▶ _提示本文_:
クリエイティブ・ディレクションを、偉い人だけが携わる上流工程の仕事と思っていませんか?

クリエイティブ・ディレクションは「大手代理店のとっても偉いクリエイティブ・ディレクターって人のお仕事」なんてことはありません。誰でも日々の業務に取り入れることができることです。

デザイナーが自分の作品をもう一段階レベルアップさせるために、日々の仕事にクリエイティブ・ディレクターの目線を取り入れたっていいんです。

ではクリエイティブ・ディレクションっていったい何をするの?
その疑問を解決するには、古川裕也さんの『すべての仕事はクリエイティブディレクションである』という本に載っている方法がとても役立つので、ざっくり紹介します。



クリエイティブ・ディレクションのための4つの方法

『すべての仕事はクリエイティブディレクションである』に書かれているクリエイティブ・ディレクションの方法論は次の4つ。

なかなか難しそうな内容ですが、みなさんが携わっている案件に実際に照らし合わせてみると理解が深まると思います。

1.ミッションを見つける

ミッションは、デザインの業界でしばしば用いられる「課題」とはちょっと意味が違います。例えば「売上を伸ばしたい」とか、「知名度を上げたい」なんてのは課題。つまり「困っていること」が課題です。

クライアントが感じている課題は表面的なものであったり、根本的な問題からズレてしまっていることもしばしば。課題の解決はデザイナーとしての大切なお仕事ですが、課題を生み出している根本の問題を見つけてあげることも同じように大切なお仕事です。

さまざまな課題の根本になる問題を明確にし、誰にでも伝わるようなシンプルな言葉で言語化しましょう。ここで明確化・言語化して具体的な目的にしたものが「ミッション」。クリエイティブ・ディレクションの種になります。

「世界から交通事故をなくす」とか「命をムダにせず大切にしよう」など、ちょっと大袈裟かなって思うくらいのミッションを探します。その企業やブランドが社会に対してできるものごとの中で、最も高度で本質的なミッションを見つけましょう。

2.コア・アイデアを決める

次はコア・アイデアの設定になりますが、その前に企業やブランドの本質について考え、その存在意義を探っていく必要があります。

この企業・ブランドは、いつ、どんな風に、どんなことに役立つのだろう?ミッション同様、本質をワンフレーズにまとめます。

ブランドの価値を定義したり伝えたりするなんて、大手の代理店のクリエイターや超一流のデザイナーにしかできないのでは?なんて思うかもしれませんが、そんなことはありません。

そうではない多くのデザイナーにも、チャンスはたくさんあります。日本には何百万もの企業・団体があり、大手の代理店にお仕事をお願いできるような会社は全体のごくわずか。
埋もれたままの価値を伝えられていない企業や団体、教育機関は山ほどあります。

本質をひと言にまとめたら、それをベースに今回は何をやるのか、何を伝えるのかを考えていきます。ざっくりでもOK。企業・サービスの本質を伝えるために「こういうことをやる!」「こんなことを伝える!」と決めましょう。

(収集したデータ項目)
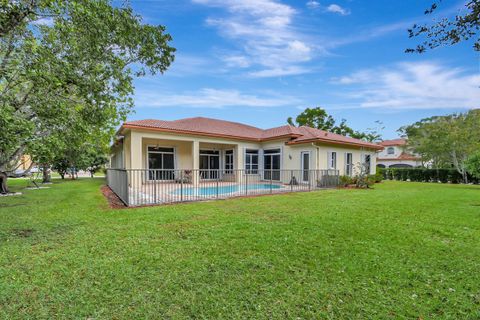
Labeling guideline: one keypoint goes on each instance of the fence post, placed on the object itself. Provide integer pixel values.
(154, 188)
(291, 180)
(271, 178)
(181, 185)
(218, 177)
(309, 180)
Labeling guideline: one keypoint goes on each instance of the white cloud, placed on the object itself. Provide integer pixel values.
(421, 85)
(312, 4)
(238, 61)
(279, 72)
(335, 8)
(211, 98)
(264, 34)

▶ _取り組む問題_:
上にあるクリエイティブ・ディレクションの文章について、次の問いに答えてください。
1. 方法論の紹介に使われている本の題名と著者は何ですか。
2. 「課題」の例として挙げられている二つの言葉は何ですか。
3. 日本の企業・団体の数と、大手の代理店に仕事を頼める会社の割合について、どう書かれていますか。

▶ _解答全文_:
1. 古川裕也さんの『すべての仕事はクリエイティブディレクションである』です。
2. 「売上を伸ばしたい」と「知名度を上げたい」です。
3. 日本には何百万もの企業・団体があり、大手の代理店に仕事をお願いできる会社は全体のごくわずかだと書かれています。